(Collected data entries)
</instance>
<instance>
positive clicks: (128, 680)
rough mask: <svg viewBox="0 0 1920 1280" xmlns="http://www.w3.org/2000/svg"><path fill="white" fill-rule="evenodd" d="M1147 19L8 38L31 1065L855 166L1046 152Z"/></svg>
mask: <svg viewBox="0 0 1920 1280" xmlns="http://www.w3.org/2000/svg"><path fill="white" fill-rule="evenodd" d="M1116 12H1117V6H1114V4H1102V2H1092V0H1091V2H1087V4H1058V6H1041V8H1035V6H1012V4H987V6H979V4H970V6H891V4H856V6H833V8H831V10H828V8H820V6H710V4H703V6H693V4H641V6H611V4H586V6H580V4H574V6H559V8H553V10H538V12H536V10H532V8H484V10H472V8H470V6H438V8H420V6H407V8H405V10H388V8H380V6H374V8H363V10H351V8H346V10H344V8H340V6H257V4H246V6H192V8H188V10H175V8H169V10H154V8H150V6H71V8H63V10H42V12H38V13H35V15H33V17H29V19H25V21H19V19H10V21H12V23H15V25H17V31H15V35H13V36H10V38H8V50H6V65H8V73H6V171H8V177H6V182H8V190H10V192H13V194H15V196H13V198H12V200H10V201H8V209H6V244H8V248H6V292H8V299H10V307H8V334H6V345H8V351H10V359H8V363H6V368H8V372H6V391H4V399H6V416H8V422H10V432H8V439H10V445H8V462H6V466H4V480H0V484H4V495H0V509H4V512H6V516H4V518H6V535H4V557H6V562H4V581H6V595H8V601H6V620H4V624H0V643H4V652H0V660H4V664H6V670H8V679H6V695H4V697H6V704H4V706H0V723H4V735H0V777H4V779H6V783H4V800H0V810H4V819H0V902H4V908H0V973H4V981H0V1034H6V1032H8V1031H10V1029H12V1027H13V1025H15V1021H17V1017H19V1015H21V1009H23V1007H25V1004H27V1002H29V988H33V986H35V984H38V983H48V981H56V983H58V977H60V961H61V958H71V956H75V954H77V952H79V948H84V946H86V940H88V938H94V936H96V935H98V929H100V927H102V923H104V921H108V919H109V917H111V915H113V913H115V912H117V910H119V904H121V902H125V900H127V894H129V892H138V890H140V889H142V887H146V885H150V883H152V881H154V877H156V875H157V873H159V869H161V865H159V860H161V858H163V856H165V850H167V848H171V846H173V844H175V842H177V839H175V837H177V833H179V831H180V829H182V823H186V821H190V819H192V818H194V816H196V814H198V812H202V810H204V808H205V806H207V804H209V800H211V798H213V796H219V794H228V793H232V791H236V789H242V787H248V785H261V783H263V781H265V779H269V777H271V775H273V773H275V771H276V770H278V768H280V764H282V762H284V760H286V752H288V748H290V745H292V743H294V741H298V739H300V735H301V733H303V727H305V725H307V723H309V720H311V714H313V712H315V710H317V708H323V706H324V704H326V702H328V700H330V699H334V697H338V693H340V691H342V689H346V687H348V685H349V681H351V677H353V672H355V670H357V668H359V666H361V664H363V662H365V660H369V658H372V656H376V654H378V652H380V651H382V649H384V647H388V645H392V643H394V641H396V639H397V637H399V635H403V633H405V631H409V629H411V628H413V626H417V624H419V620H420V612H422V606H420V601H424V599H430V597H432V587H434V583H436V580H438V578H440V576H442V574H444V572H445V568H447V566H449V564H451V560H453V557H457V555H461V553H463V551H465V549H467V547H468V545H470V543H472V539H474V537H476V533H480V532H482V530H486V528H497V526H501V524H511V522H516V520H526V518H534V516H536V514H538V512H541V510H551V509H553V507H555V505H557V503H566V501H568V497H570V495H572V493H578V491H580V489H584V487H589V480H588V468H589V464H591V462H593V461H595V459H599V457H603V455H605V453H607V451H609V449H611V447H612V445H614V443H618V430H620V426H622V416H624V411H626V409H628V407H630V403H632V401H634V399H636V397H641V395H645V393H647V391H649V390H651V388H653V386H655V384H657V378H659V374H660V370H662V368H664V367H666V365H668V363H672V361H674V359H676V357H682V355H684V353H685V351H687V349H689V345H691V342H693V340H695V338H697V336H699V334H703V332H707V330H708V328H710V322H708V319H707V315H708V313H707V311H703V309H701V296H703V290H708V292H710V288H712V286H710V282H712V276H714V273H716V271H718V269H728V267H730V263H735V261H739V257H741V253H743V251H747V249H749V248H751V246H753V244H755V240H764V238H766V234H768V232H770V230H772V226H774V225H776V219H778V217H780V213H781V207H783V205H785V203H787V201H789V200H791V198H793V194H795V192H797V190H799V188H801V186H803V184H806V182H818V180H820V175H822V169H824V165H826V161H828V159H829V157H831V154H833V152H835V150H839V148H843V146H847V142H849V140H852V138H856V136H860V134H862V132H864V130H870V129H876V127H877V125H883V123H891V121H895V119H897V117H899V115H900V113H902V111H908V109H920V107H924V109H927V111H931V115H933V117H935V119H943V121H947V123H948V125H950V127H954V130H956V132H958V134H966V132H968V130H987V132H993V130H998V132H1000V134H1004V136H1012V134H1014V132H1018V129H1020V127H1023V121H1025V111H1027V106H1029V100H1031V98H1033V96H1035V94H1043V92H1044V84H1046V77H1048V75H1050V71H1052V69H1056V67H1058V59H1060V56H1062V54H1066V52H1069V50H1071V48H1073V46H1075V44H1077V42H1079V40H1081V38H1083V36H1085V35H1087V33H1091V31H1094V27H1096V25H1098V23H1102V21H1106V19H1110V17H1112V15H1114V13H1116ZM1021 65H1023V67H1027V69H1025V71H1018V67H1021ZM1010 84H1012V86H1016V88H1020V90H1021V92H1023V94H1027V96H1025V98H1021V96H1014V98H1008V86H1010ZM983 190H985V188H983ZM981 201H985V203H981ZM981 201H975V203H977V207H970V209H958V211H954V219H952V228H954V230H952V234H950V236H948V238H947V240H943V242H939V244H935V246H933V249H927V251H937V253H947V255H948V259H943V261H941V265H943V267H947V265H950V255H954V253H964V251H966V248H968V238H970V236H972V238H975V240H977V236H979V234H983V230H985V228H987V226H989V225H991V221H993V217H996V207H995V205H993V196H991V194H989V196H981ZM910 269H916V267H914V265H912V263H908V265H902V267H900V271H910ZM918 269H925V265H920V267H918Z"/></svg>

* * *

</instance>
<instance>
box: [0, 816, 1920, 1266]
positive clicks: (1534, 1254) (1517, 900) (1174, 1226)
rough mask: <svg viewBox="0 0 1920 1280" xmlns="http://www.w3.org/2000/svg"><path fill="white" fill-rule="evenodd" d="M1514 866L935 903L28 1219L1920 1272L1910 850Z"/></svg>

■ **ACTION ITEM**: Extract every line of the records above that contains the string "positive", and copy each line in full.

■ **TASK OUTPUT**:
positive clicks: (128, 680)
positive clicks: (1534, 1254) (1517, 900) (1174, 1226)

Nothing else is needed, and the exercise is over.